TEKST -
========

Dat is toch anders dan dat ik bij mijn lichaam terecht kom en merk dat ik inderdaad naar bed moet. Want in het eerste geval, wanneer ik alleen maar een voornemen uitvoer, wals ik over iets heen, dan ben ik me niet bewust vanwaaruit ik het eigenlijk doe: ik doe het op een gedachte, op een voornemen.
Dit is vrij onschuldig, maar het is in principe exact wat er bij ons allemaal gebeurt, altijd door, de hele dag. En dan zijn we toch verwonderd dat er zoveel bij ons verdrongen is; dat er zoveel onder het lid zit; dat we zoveel niet kunnen bereiken; dat we moeite hebben om de energie te voelen, om de adem te voelen, om ons lichaam te voelen, om ons lichaam als geheel te voelen – dus niet alleen het bovenpart, maar totaal.

========

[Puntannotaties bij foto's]
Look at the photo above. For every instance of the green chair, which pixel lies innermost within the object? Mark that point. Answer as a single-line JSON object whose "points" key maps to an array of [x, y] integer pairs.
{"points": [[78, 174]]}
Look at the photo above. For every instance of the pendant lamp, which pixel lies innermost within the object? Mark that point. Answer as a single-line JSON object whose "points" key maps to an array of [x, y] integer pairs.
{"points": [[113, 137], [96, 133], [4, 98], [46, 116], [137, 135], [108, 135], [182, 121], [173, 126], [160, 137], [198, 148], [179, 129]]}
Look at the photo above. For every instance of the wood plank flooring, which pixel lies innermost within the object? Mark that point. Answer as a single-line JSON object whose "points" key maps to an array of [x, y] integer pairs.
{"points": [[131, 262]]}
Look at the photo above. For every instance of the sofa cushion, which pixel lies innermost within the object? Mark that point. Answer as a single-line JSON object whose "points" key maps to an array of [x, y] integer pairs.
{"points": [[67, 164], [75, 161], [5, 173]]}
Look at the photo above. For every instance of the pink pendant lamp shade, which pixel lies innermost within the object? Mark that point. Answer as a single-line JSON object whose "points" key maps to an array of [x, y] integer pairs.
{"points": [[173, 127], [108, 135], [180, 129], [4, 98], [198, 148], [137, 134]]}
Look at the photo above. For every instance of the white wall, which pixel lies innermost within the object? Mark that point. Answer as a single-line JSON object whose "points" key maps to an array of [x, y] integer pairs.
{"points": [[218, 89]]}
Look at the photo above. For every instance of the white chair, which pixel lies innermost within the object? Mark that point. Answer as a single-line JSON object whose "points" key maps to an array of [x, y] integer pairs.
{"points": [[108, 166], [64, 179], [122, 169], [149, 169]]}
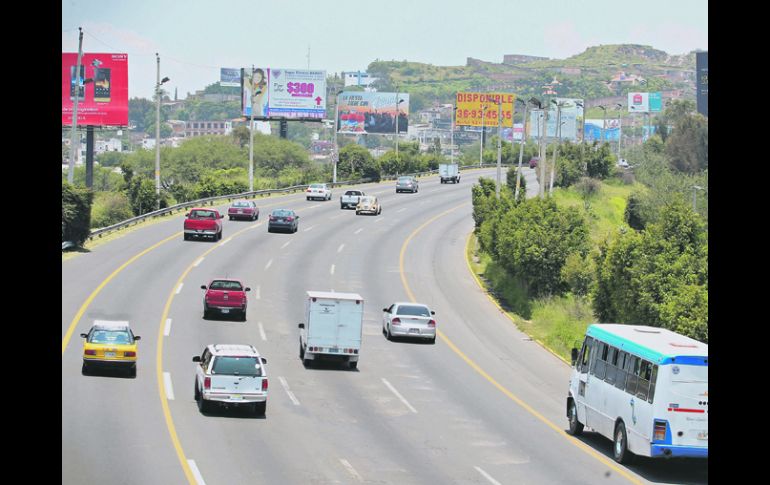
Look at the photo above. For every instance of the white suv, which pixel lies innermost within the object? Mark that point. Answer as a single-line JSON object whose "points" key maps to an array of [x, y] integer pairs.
{"points": [[231, 375], [318, 191]]}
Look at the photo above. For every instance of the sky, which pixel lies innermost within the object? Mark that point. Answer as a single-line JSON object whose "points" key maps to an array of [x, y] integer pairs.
{"points": [[195, 38]]}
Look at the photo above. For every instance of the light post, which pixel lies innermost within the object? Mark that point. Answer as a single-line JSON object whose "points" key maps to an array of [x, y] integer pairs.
{"points": [[157, 132], [71, 173]]}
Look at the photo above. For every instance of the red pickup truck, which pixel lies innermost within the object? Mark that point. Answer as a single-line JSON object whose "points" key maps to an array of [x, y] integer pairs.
{"points": [[225, 296], [203, 223]]}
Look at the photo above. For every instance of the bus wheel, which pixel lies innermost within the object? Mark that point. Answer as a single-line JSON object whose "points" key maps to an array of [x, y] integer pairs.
{"points": [[620, 449], [575, 426]]}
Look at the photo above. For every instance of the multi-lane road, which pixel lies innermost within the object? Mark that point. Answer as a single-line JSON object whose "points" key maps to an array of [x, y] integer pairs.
{"points": [[484, 405]]}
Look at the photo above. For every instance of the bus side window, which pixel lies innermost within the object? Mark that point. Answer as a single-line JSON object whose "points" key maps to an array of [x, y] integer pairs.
{"points": [[620, 374]]}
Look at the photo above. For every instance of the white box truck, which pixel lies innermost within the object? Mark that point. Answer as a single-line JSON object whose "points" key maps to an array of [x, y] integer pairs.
{"points": [[333, 327], [449, 171]]}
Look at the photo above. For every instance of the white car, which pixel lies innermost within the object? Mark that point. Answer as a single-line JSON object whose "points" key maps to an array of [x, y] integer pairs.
{"points": [[231, 375], [318, 191], [404, 319]]}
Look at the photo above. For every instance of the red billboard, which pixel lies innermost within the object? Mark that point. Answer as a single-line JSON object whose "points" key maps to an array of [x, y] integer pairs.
{"points": [[101, 88]]}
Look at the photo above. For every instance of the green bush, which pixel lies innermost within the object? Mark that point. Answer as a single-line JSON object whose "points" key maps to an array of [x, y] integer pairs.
{"points": [[75, 213]]}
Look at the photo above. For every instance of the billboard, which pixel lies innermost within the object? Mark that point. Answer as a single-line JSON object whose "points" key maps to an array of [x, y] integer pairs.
{"points": [[471, 106], [702, 82], [594, 130], [372, 112], [230, 77], [284, 93], [644, 102], [101, 87]]}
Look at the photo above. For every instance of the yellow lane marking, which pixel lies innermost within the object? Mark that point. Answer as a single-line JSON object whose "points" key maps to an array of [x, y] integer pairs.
{"points": [[559, 430]]}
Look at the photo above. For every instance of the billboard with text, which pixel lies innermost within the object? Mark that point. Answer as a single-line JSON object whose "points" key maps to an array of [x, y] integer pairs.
{"points": [[283, 93], [372, 112], [101, 88], [473, 109]]}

========

OPDRACHT 1 - Kopieer uit de tekst letterlijk het stuk van "Dit is vrij" tot "bovenpart, maar totaal.".
OPDRACHT 2 - Waarop doet de ik-figuur het volgens de tekst in het eerste geval, wanneer alleen een voornemen wordt uitgevoerd?
Voor het werk zijn de vermeldingen niet nodig.

UITWERKING 1 -
Dit is vrij onschuldig, maar het is in principe exact wat er bij ons allemaal gebeurt, altijd door, de hele dag. En dan zijn we toch verwonderd dat er zoveel bij ons verdrongen is; dat er zoveel onder het lid zit; dat we zoveel niet kunnen bereiken; dat we moeite hebben om de energie te voelen, om de adem te voelen, om ons lichaam te voelen, om ons lichaam als geheel te voelen – dus niet alleen het bovenpart, maar totaal.

UITWERKING 2 - Op een gedachte, op een voornemen.